* **Required work**: Repeat each entry as written, dropping any picture you find.
______________________________
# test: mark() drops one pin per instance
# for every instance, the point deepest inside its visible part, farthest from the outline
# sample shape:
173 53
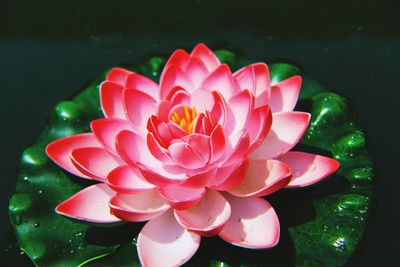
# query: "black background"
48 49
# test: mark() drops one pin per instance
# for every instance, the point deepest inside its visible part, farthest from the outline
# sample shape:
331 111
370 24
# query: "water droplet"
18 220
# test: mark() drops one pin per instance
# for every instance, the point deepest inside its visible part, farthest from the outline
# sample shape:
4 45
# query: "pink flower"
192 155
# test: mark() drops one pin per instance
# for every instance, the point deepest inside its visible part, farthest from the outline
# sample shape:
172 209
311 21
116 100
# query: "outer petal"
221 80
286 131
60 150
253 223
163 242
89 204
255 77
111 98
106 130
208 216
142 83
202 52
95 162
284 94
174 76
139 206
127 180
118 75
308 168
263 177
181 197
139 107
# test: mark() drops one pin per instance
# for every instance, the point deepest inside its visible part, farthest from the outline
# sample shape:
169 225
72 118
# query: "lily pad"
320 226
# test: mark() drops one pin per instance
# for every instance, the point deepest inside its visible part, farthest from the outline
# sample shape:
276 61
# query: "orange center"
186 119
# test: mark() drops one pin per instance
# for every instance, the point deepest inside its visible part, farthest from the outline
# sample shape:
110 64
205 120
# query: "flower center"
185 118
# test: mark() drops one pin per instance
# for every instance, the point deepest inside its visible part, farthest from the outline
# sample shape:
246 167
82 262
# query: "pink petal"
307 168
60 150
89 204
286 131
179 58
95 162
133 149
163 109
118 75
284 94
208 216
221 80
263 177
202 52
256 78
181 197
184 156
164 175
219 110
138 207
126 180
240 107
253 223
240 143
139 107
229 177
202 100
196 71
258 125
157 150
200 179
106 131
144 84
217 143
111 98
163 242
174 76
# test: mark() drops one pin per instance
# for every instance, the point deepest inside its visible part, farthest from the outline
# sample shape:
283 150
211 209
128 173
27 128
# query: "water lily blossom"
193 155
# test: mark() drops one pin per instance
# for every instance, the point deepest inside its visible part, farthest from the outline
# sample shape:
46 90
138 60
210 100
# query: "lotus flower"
______________________________
* **Answer for this exercise**:
# test: mark() drops one pin per instance
# for every instance, the point deepest inside its visible part, farthest from the outline
# sample shape:
173 53
# query: "black background"
48 49
# test: mark() drops one pin per instance
# for every instance, the point deepest inside its visible part, farthest from the outline
# sample shape:
331 111
370 24
# query: "water droplet"
18 220
# test: mark() drops one pin per instance
# for every instance, the point deepest inside its visible part, farthest from the outline
# sample shape:
4 45
# query: "pink flower"
192 155
# test: mark() drops one pin per instance
# for every instance, the point deepest inside its visible part, farthest from the outline
# sample shape:
172 209
311 21
116 100
# query: "outer petal"
221 80
286 131
60 150
253 223
163 242
89 204
255 77
111 98
106 130
208 216
142 83
202 52
95 162
284 94
174 76
139 206
127 180
118 75
308 168
263 177
181 197
139 107
# test: mark() drops one pin per instance
# for every instance, the point deepest inside its visible part, farthest from the outline
# sample shape:
169 225
72 118
# query: "lily pad"
320 226
# test: mark() drops one pin per instance
# for every instance, the point deepest inside its visible part, farthest from the outline
# sample shape:
276 61
# query: "orange center"
186 119
# test: mark() drops one pin per instance
# for every instance, the point deepest inside its visible part, farthest from the outline
# sample shape:
110 64
205 120
# query: "flower center"
185 118
# test: mark() drops one pin per instance
# for every instance, the point deepest inside its visible part, farthest from the outline
# sample shape:
246 167
82 262
# query: "pink petal"
307 168
60 150
89 204
286 131
179 58
95 162
133 149
163 109
118 75
284 94
208 216
221 80
263 177
202 52
256 78
181 197
184 156
164 175
219 110
138 207
126 180
240 107
253 223
240 143
139 107
229 177
202 100
196 71
258 125
157 150
200 179
106 131
144 84
217 143
111 98
163 242
174 76
# test: mark() drops one pin per instance
# for every instance, the point deepest inside its visible part, farthest from the outline
# sample shape:
283 150
211 209
128 173
27 128
# query: "water lily blossom"
193 155
# test: mark() drops one pin per instance
# for every instance, the point deepest inside its visible part, farthest from the outline
# sample shape:
46 90
138 60
210 100
# query: "lotus flower"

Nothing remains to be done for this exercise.